[[ SOURCE EXTRACT open ]]

Ubiquitin
Ubiquitin is a small (8.5 kDa) regulatory protein that has been found in almost all tissues (ubiquitously) of eukaryotic organisms. It was discovered in 1975 by Gideon Goldstein and further characterized throughout the 1970s and 1980s.
They play a crucial role in the regulation of protein degradation and other cellular processes. It is a highly conserved protein, meaning it is structurally similar across a wide range of species, from yeast to humans. Ubiquitin functions as a molecular tag or marker, marking specific proteins for degradation, recycling, or other cellular activities.
The key functions of ubiquitin include:
Protein Degradation: The primary function of ubiquitin is to mark specific proteins for degradation by the proteasome, a cellular structure responsible for breaking down unwanted or damaged proteins. This process is critical for maintaining cellular health and regulating the levels of various proteins within the cell.
Protein Recycling: Ubiquitin also plays a role in protein recycling. When a protein is tagged with ubiquitin and degraded, the ubiquitin molecules are released and can be reused to tag other proteins. This recycling ensures a constant supply of ubiquitin for cellular processes.
Regulation of Protein Function: In some cases, ubiquitination can regulate the activity or localization of proteins without leading to their degradation. This process can affect various cellular functions, including signal transduction and DNA repair.
The process of attaching ubiquitin molecules to target proteins is called ubiquitination. It involves a coordinated series of enzymatic reactions carried out by three main types of enzymes:
E1 (Ubiquitin-activating enzymes): E1 enzymes activate ubiquitin by attaching it to a cysteine residue in the E1 enzyme.
E2 (Ubiquitin-conjugating enzymes): E2 enzymes transfer activated ubiquitin from E1 to the target protein with the help of an E3 ligase.
E3 (Ubiquitin ligases): E3 ligases are responsible for recognizing specific target proteins and facilitating the transfer of ubiquitin from the E2 enzyme to the target protein.

[[ SOURCE EXTRACT closed ]]
[[ MATERIAL SUPPLIED open ]]

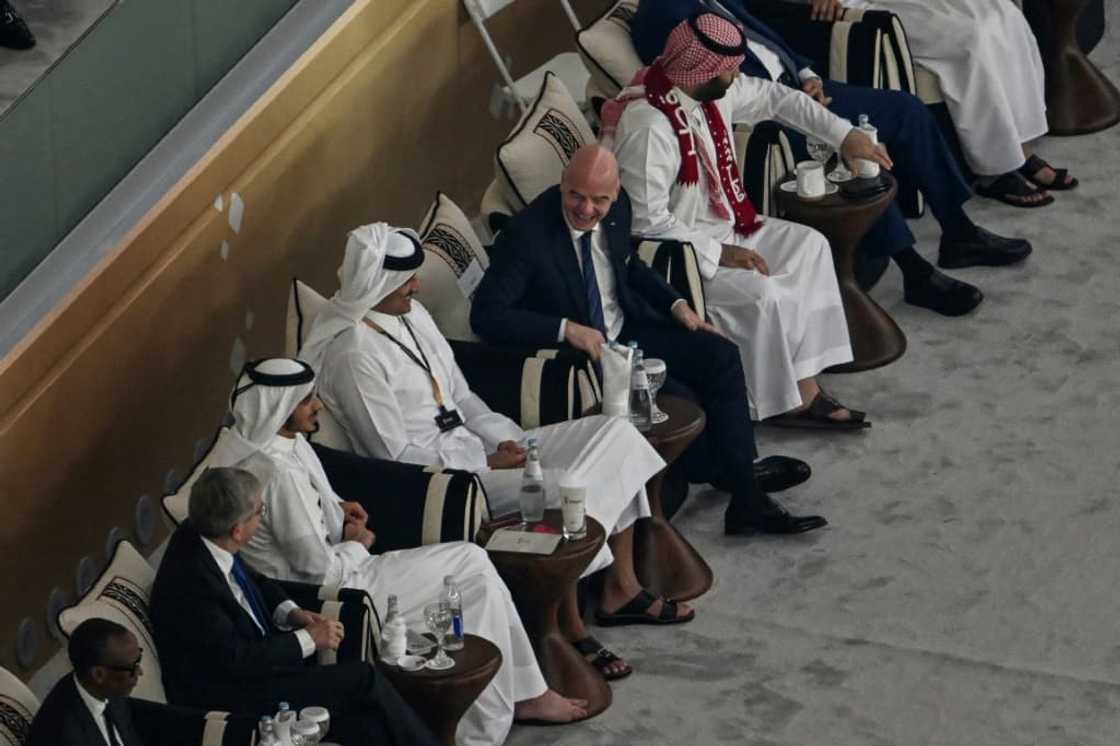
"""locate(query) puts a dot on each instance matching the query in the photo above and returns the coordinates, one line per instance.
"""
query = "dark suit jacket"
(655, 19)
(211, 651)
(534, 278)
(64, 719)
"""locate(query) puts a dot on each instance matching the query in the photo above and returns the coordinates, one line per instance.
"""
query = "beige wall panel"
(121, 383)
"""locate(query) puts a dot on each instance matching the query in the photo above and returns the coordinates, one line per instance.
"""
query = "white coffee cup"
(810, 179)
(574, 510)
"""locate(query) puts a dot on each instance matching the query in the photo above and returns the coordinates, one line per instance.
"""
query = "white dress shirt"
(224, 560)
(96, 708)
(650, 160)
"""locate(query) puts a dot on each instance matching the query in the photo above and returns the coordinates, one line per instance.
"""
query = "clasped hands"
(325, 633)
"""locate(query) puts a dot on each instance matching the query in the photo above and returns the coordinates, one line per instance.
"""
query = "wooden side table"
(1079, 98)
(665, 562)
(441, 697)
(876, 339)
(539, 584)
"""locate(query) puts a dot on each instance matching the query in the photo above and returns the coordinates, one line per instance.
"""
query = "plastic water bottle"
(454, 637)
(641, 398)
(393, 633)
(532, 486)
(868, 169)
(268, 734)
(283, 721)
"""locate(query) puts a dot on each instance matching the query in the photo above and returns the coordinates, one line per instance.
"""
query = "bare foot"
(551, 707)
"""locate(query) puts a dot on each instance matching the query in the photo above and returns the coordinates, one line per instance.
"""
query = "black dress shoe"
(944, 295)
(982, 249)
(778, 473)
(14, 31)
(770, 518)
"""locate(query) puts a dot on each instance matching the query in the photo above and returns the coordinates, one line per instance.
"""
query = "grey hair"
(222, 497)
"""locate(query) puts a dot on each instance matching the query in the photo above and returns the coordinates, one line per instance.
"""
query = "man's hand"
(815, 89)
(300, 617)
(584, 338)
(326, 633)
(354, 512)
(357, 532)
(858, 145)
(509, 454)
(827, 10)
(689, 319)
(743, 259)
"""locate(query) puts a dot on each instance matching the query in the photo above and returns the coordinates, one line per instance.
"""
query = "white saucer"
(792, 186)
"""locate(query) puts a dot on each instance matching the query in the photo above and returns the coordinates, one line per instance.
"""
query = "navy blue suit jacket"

[[ MATERIAL SUPPLIED closed ]]

• ACTIONS TO TAKE:
A - Retype everything in the ubiquitin passage from "Regulation of Protein Function: In" down to "the target protein.".
B - Pick up the ubiquitin passage where it stops and keep writing it.

• RESULTS OF THE TASKS:
A -
Regulation of Protein Function: In some cases, ubiquitination can regulate the activity or localization of proteins without leading to their degradation. This process can affect various cellular functions, including signal transduction and DNA repair.
The process of attaching ubiquitin molecules to target proteins is called ubiquitination. It involves a coordinated series of enzymatic reactions carried out by three main types of enzymes:
E1 (Ubiquitin-activating enzymes): E1 enzymes activate ubiquitin by attaching it to a cysteine residue in the E1 enzyme.
E2 (Ubiquitin-conjugating enzymes): E2 enzymes transfer activated ubiquitin from E1 to the target protein with the help of an E3 ligase.
E3 (Ubiquitin ligases): E3 ligases are responsible for recognizing specific target proteins and facilitating the transfer of ubiquitin from the E2 enzyme to the target protein.

B -
Ubiquitin can be attached to target proteins as a single molecule or in the form of polyubiquitin chains, where multiple ubiquitin molecules are linked together. Different types of ubiquitin chains, such as K48-linked or K63-linked chains, can have distinct effects on the fate of the target protein, determining whether it is degraded, undergoes a change in function, or is involved in other cellular processes.
The ubiquitin-proteasome system, which involves the ubiquitination and subsequent degradation of proteins, is a fundamental process in cellular biology and is essential for maintaining cellular homeostasis, responding to stress, regulating cell cycle progression, and more. Dysregulation of the ubiquitin-proteasome system is implicated in various diseases, including cancer and neurodegenerative disorders.
There are four genes in the human genome that produce ubiquitin: UBB, UBC, UBA52, and RPS27A.
The addition of ubiquitin to a substrate protein is called ubiquitination or ubiquitylation. Ubiquitination can affect proteins in many ways: it can signal their degradation via the proteasome, alter their cellular location, affect their activity, and promote or prevent protein interactions.
Ubiquitination is carried out in three main steps: activation, conjugation, and ligation, performed by ubiquitin-activating enzymes (E1s), ubiquitin-conjugating enzymes (E2s), and ubiquitin ligases (E3s), respectively. The result of this sequential cascade binds ubiquitin to lysine residues on the protein substrate via an isopeptide bond, cysteine residues through a thioester bond, serine and threonine residues through an ester bond, or the amino group of the protein's N-terminus via a peptide bond.
Blood ubiquitin C-terminal hydrolase (UCH-L1) and GFAP are increased early after stroke and distinct biomarker-specific release profiles are associated with stroke characteristics and type. Ren et al confirmed the potential of GFAP as a tool for early rule-in of ICH, while UCH-L1 was not clinically useful 1).